> **Task item**: Copy out, in full, every line of the records that contains the word "prompts". Case counts.

> **Records for this exercise**:

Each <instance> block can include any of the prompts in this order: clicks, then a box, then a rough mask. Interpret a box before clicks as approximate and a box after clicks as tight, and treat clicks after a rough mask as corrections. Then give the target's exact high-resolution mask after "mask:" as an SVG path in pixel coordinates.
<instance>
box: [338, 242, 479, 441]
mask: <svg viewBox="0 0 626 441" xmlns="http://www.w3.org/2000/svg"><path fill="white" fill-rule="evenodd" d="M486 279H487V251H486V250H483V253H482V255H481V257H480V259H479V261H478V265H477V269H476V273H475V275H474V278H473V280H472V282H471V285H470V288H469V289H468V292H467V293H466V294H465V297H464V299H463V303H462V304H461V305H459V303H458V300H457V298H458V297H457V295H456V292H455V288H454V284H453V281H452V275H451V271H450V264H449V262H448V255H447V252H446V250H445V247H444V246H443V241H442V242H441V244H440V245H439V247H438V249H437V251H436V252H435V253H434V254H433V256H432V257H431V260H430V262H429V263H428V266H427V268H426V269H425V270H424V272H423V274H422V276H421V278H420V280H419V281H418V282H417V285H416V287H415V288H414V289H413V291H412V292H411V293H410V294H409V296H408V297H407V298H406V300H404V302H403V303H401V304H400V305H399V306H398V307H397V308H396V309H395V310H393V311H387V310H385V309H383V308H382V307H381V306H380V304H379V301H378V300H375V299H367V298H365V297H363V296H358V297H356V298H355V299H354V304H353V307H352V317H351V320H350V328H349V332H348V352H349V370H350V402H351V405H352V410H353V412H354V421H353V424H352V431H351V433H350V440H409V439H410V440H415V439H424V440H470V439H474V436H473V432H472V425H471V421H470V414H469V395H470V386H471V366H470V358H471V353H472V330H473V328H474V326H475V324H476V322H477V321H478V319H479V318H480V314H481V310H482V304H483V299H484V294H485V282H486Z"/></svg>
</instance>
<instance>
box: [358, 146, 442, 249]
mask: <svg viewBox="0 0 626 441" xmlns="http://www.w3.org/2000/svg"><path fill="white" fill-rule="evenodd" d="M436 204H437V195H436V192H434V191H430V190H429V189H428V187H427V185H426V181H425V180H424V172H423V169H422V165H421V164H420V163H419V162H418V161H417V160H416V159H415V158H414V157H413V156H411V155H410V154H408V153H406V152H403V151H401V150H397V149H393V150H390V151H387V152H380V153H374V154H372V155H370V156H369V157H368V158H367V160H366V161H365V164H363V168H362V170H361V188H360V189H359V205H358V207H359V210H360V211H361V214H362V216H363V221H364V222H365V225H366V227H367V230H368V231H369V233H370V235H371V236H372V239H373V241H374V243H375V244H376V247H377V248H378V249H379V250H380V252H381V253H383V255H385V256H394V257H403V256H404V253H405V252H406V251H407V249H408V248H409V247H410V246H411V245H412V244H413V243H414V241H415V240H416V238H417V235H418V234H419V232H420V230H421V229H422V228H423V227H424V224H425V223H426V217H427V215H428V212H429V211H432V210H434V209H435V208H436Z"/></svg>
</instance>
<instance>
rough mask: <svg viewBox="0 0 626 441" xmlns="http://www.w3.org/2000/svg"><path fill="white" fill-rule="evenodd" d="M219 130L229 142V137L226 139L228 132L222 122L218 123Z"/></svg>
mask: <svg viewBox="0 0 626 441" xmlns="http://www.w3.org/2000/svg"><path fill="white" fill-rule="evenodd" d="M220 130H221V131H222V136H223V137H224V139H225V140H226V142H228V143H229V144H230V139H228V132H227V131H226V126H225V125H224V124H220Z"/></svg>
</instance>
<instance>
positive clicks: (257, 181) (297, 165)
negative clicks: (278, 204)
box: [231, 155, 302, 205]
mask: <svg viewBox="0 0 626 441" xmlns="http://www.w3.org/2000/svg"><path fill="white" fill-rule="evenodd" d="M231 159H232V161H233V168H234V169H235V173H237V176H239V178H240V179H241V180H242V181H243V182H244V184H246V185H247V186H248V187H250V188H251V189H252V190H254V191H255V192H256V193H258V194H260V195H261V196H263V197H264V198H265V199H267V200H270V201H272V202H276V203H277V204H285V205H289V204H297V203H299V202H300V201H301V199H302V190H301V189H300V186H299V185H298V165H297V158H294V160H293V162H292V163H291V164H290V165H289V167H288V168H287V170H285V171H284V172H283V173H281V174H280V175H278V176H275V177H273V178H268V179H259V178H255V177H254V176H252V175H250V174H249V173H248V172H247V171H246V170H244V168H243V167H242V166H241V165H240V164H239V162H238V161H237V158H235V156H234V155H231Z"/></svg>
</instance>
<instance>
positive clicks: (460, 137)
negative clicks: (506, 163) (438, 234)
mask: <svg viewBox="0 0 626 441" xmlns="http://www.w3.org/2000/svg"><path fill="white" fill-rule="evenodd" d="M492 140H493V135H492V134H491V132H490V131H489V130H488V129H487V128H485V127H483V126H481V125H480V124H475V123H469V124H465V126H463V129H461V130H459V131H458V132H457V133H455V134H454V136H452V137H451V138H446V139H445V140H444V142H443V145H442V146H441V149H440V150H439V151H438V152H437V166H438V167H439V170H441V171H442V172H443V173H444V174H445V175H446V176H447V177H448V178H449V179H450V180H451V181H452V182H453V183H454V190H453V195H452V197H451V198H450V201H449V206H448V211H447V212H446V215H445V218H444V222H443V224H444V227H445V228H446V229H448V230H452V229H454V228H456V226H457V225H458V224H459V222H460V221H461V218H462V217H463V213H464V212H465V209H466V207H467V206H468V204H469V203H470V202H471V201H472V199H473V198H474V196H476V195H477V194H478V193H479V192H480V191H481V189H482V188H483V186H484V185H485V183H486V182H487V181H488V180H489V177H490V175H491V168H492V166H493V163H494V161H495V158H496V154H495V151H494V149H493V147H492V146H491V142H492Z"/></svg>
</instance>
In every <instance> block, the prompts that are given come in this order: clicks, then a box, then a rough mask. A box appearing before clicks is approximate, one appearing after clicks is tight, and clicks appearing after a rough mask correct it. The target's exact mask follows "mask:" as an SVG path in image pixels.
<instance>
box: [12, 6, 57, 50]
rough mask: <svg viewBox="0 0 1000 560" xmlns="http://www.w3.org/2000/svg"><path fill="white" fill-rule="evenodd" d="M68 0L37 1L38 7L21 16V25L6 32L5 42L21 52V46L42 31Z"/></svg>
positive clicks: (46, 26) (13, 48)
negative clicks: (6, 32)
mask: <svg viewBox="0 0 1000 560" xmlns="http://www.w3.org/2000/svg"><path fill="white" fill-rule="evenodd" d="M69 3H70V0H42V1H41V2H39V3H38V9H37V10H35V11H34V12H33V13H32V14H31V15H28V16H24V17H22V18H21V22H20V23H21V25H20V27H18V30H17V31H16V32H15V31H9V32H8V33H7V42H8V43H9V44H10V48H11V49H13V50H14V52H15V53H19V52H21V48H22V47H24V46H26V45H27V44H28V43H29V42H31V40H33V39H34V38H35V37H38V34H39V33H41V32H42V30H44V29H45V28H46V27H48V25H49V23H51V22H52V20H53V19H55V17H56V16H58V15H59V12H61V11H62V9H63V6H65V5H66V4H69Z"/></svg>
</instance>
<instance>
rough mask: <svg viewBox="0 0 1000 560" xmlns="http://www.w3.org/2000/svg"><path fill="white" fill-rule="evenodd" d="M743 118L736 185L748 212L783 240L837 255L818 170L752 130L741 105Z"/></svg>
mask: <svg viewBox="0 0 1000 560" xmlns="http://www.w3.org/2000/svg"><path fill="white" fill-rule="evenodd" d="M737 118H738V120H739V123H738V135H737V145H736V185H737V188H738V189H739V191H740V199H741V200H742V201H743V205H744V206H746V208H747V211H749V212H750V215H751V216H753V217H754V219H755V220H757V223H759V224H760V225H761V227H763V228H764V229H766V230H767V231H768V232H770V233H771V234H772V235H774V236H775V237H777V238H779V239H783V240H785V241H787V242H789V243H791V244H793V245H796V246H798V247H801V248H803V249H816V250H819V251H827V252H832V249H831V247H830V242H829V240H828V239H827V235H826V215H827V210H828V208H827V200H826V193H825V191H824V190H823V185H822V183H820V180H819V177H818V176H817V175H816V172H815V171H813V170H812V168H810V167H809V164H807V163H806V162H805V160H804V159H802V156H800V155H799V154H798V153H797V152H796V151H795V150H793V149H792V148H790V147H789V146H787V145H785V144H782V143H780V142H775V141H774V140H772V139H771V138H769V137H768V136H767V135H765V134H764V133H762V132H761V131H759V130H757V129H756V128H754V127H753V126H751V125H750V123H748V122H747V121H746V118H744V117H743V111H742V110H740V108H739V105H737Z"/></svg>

> **Output below**:
Each <instance> block can include any of the prompts in this order: clicks, then a box, then a rough mask. Interpret a box before clicks as approximate and a box after clicks as tight, and treat clicks after a rough mask as corrections. Then give the target's exact high-resolution mask after "mask:" as an SVG path in pixel coordinates.
In every <instance> block, the prompts that are given come in this order: clicks, then a box, then a rough mask. A box appearing before clicks is approximate, one appearing after clicks is tight, and clicks appearing after a rough mask correct it. The target's exact mask follows "mask:" as an SVG path in image pixels.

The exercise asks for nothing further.